### Stated problem A:
Give the full name of each person the IMF article names, in order of first mention.

##### Reading text

Beware of IMF’s ‘sympathy’

Despite criticisms and poor outcomes, the IMF chief economist Olivier Blanchard argued in the latest IMF World Economic Outlook (WEO), published in April, that “the right strategy remains the same as before”, meaning that spending cuts should neither be too fast, which would hurt growth, nor too slow, which could hurt credibility (see Update 78, 77). Christine Lagarde, the IMF managing director, also reaffirmed the existing strategy of the Fund by praising the internal devaluation in Latvia. Lagarde argued “it’s important for other crisis-ridden countries to learn from Latvia. The programme there was a success.”

Mark Weisbrot, of the Center for Economic and Policy Research (CEPR), criticised Lagarde’s “perverse praise” of “Latvia’s disastrous internal devaluation”, arguing that the country “sacrific[ed] nearly a quarter of its national income at the altar of austerity” with “unemployment rising from 5.3 per cent to over 20 per cent” and another 10 per cent of the labour force leaving the country. Similarly, in a June article, Nobel prize winner Paul Krugman opposed the idea that an internal devaluation can replace the need of exchange rate adjustment, and argued that “while Latvia’s willingness to endure extreme austerity is politically impressive, its economic data don’t support any of the claims being made about its economic lessons.”

Lagarde also faced fierce criticism in May after making controversial comments on the need of the Greek population to “pay back” for their country’s mistakes, and that she felt more sympathy for “little kids from a school in a little village in Niger” than for the people of Greece. Nick Dearden from UK NGO Jubilee Debt Campaign responded that “if ‘sympathy’ is what characterises the IMF’s approach to Niger, then Greece would do better to avoid it.” He described how “in Niger, the IMF’s loans have done more harm than good as ordinary people have had to pay the price for reckless lending”, and argued that “to pretend that the IMF operated in a somehow kinder way towards Niger than it is doing in Greece stands up to no scrutiny whatever.” Meanwhile, Greek economist Alex Andreou criticised Lagarde’s idea of “Greece as one homogenous, tax-dodging mass responsible for its own downfall”. He argued that Lagarde’s “stance shows a complete misunderstanding of the psychology of a nation which has suffered nearly five years of recession and the severest of austerity cuts; a nation which is increasingly and vocally rejecting foreign interference and which is being pushed to political extremes.”

##########
##### Data for processing

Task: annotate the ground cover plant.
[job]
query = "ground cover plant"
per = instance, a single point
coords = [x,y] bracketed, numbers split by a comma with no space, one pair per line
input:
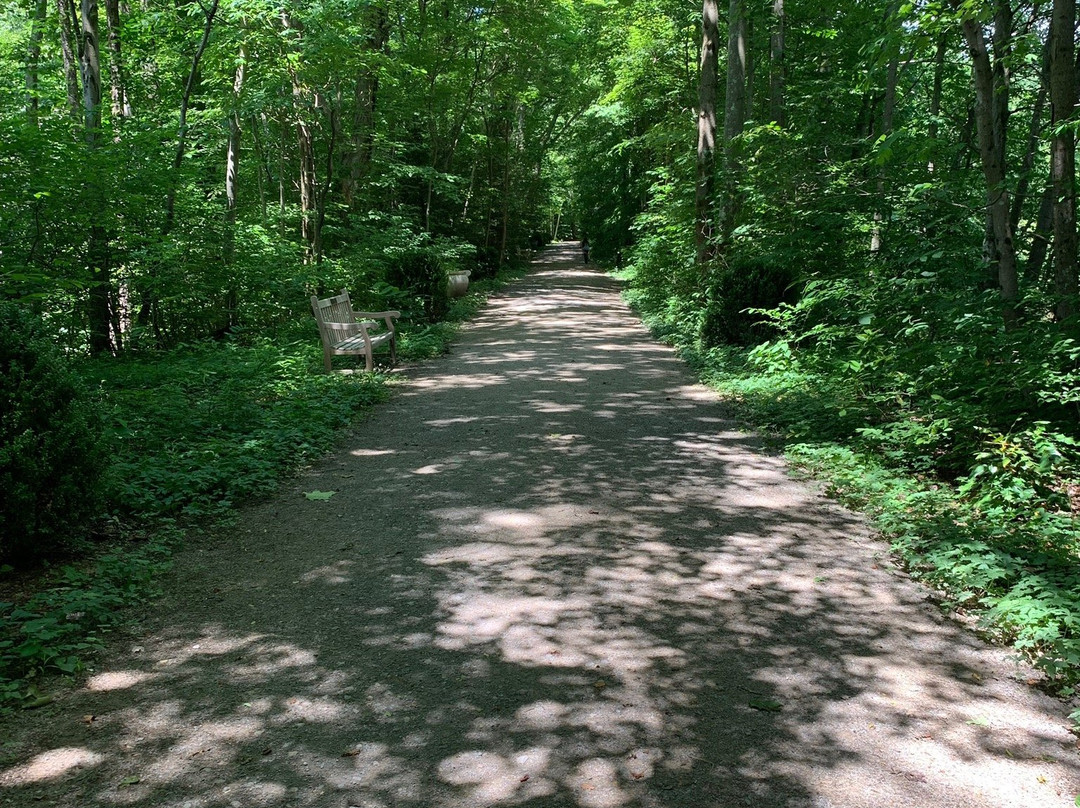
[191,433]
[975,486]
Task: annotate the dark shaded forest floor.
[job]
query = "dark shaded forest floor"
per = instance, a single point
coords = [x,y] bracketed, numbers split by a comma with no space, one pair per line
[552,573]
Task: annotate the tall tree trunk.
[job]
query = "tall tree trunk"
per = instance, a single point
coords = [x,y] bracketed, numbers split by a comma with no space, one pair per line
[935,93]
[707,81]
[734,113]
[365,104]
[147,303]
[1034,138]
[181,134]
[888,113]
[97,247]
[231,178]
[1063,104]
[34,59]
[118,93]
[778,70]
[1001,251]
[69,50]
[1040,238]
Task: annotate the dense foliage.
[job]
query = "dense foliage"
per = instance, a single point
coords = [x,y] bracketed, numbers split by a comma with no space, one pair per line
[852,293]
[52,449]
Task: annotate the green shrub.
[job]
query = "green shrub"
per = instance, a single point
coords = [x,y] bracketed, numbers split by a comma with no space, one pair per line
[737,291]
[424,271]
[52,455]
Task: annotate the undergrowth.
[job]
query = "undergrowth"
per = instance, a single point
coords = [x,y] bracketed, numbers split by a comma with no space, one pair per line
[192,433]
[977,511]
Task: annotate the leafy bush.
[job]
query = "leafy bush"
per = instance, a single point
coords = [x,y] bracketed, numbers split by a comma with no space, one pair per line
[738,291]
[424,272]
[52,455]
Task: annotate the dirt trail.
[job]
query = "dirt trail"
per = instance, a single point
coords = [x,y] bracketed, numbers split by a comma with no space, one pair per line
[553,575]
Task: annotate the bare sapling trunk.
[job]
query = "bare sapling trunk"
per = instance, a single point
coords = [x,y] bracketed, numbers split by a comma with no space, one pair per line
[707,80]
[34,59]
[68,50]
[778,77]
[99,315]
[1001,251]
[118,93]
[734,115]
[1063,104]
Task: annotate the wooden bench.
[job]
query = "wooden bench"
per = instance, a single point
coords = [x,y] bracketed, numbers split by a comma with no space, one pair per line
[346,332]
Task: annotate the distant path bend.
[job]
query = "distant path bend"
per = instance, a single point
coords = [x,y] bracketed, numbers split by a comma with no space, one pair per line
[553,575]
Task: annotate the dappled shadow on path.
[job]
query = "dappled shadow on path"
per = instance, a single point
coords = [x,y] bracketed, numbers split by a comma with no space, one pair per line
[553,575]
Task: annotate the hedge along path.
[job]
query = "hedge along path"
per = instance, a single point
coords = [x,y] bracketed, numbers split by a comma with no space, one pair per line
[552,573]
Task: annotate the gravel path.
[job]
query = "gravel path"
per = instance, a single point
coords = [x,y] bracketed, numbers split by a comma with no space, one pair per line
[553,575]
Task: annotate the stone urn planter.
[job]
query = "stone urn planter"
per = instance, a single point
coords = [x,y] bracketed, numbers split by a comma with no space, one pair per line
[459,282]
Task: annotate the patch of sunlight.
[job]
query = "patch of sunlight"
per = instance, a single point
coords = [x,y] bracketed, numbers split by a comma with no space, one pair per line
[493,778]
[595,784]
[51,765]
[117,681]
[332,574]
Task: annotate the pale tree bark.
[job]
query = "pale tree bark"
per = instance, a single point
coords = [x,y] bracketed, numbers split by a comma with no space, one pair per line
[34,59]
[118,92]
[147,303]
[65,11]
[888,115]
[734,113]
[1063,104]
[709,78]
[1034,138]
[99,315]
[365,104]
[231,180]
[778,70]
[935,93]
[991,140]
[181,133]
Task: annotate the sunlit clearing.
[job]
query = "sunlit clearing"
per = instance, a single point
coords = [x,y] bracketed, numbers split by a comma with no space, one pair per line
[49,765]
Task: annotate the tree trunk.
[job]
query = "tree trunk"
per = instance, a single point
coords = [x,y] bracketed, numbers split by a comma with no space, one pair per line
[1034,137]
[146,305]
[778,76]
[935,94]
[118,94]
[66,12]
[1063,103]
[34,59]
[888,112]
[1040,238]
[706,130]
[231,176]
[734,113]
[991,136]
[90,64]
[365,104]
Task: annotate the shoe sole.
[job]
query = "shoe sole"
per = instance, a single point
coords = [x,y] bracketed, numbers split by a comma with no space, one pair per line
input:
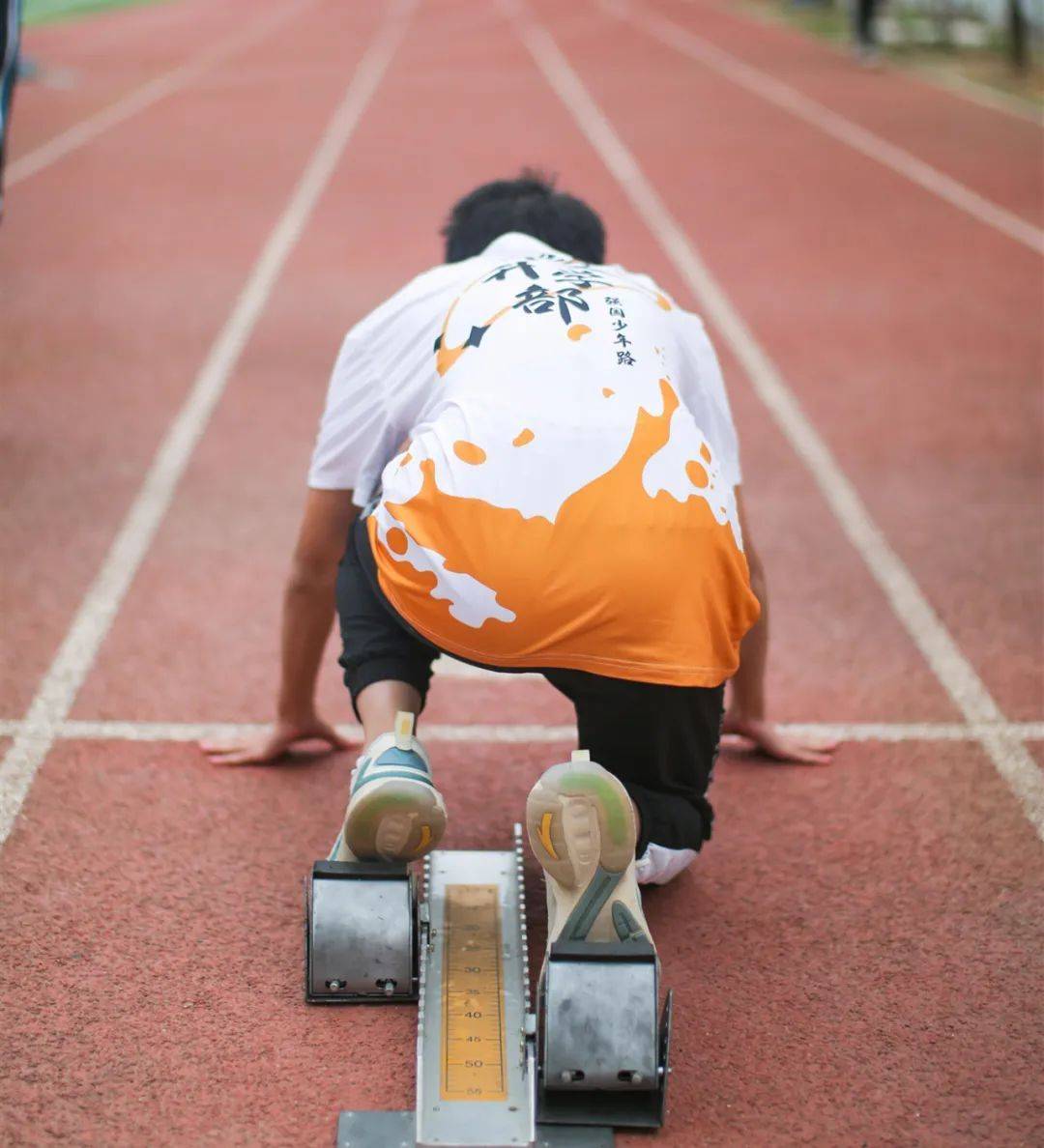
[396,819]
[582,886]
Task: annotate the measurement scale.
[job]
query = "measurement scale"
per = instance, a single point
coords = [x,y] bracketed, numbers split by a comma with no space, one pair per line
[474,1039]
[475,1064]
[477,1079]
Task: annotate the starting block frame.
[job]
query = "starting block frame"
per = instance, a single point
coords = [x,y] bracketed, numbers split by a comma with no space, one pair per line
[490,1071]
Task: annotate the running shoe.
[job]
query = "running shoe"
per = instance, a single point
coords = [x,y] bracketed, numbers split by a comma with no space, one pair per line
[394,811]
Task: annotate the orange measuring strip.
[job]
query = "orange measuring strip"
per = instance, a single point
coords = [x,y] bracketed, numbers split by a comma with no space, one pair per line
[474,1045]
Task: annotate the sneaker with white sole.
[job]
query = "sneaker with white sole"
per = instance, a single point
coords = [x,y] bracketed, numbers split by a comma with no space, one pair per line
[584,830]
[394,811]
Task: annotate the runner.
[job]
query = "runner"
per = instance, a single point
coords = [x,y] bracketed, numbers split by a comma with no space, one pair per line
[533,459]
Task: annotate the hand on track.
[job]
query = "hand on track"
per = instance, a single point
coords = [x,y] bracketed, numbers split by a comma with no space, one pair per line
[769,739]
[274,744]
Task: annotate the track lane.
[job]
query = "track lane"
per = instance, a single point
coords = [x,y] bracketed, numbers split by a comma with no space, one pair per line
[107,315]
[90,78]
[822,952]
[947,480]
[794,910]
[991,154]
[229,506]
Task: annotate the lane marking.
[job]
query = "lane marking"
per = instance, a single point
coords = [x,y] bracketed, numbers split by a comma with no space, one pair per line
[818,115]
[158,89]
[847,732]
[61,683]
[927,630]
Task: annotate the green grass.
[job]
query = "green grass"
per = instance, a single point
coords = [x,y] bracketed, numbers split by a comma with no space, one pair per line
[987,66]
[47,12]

##########

### Stated problem B:
Filter the records down to every line that contains the string "measuring". Case counts.

### Task output A:
Olivier Blanchard
Christine Lagarde
Mark Weisbrot
Paul Krugman
Nick Dearden
Alex Andreou

### Task output B:
Task: annotate the orange measuring strip.
query = "orange measuring strip"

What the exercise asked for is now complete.